=== Текст ===

Добавить в цитаты Настройки чтения

Страница 165 из 187

Кроме того, в новейшей главе западной истории опустошающее воздействие идолизации национального суверенного государства усугубилось демонической энергией. Сдерживающее влияние вселенской церкви было устранено. Воздействие демократии в форме национализма, соединявшегося во многих случаях с некоей новомодной идеологией, делало войну еще сильнее, и импульс, приданный индустриализмом и технологией, снабдил воюющие стороны все более и более разрушительным оружием.

Промышленная революция, которая начала воздействовать на западный мир в XVIII в. христианской эры, находит своего несомненного двойника в экономической революции, охватившей эллинский мир в VI в. до н. э. В обоих случаях общества, которые прежде существовали более или менее изолированно и жили натуральным хозяйством, теперь вступили в экономическое партнерство друг с другом, чтобы увеличить свою производительность и свой доход, научившись производить и обменивать особые предметы потребления. Добившись этого, они перестали быть экономически самостоятельными и более не могли восстановить свою самостоятельность, даже если бы и захотели. В обоих случаях следствием всего этого явилось то, что общество приобрело новую структуру в экономическом плане, несовместимую с его политической структурой. Неизбежный результат этого «дефекта» в социальном строе эллинского общества уже неоднократно привлекал наше внимание.

=== Перечень записей ===

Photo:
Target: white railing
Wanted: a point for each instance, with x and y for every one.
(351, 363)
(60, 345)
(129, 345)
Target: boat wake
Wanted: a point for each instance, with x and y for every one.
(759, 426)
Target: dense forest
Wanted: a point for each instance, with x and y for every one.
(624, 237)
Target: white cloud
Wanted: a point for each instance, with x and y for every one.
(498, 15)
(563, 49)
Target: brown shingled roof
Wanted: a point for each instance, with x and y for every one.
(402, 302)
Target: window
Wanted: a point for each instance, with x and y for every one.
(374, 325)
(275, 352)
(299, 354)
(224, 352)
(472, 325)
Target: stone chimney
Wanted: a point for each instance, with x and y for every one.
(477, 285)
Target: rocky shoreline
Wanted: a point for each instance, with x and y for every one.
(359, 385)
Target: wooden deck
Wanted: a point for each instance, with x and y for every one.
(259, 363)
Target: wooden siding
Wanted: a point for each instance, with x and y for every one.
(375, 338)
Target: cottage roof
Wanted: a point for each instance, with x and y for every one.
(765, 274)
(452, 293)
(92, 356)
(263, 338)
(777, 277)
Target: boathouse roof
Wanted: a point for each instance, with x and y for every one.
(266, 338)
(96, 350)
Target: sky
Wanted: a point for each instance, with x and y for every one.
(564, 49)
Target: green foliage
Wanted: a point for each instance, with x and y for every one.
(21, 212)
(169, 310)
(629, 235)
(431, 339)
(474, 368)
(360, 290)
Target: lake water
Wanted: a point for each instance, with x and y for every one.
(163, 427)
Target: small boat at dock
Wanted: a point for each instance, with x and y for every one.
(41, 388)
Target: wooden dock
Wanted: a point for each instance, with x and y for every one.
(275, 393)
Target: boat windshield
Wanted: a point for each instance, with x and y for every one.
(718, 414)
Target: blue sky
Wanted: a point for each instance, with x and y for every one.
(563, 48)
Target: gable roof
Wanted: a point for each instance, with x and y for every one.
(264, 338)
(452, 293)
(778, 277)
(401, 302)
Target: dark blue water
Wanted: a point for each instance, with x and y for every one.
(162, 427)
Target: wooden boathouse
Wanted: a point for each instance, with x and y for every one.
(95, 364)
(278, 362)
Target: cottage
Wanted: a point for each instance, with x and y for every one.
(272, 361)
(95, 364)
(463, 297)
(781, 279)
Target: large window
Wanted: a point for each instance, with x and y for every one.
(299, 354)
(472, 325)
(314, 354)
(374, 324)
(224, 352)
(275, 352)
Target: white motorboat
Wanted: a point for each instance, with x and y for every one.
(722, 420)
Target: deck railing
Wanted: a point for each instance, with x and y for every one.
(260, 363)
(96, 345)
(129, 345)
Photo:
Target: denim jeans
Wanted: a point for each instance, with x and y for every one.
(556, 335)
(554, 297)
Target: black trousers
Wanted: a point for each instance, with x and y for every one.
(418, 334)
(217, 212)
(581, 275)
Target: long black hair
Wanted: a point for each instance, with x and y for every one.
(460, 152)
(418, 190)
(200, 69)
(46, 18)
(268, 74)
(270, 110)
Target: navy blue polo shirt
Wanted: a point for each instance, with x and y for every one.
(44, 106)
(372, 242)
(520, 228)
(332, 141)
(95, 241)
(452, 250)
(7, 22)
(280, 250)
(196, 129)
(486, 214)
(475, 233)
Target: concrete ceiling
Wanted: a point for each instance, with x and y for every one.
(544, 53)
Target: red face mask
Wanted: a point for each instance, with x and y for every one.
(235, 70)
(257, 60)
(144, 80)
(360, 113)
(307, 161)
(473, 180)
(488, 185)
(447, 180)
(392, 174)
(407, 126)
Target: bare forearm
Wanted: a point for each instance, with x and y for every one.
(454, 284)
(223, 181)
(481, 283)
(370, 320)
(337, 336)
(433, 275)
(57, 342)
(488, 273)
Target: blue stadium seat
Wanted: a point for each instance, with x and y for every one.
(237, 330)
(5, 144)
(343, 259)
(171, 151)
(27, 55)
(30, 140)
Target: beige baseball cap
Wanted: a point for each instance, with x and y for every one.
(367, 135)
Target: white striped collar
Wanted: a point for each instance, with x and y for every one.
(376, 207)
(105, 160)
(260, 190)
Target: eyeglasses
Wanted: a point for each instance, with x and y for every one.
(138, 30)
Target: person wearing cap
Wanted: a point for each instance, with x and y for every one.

===

* [Задания]:
A) В каком веке, согласно отрывку, экономическая революция охватила эллинский мир?
B) Перепишите, пожалуйста, из отрывка всё, начиная со слов «Страница 165 из» и вплоть до слов «более разрушительным оружием.».

* [Итоговые ответы]:
A) В VI в. до н. э.

B)
Страница 165 из 187

Кроме того, в новейшей главе западной истории опустошающее воздействие идолизации национального суверенного государства усугубилось демонической энергией. Сдерживающее влияние вселенской церкви было устранено. Воздействие демократии в форме национализма, соединявшегося во многих случаях с некоей новомодной идеологией, делало войну еще сильнее, и импульс, приданный индустриализмом и технологией, снабдил воюющие стороны все более и более разрушительным оружием.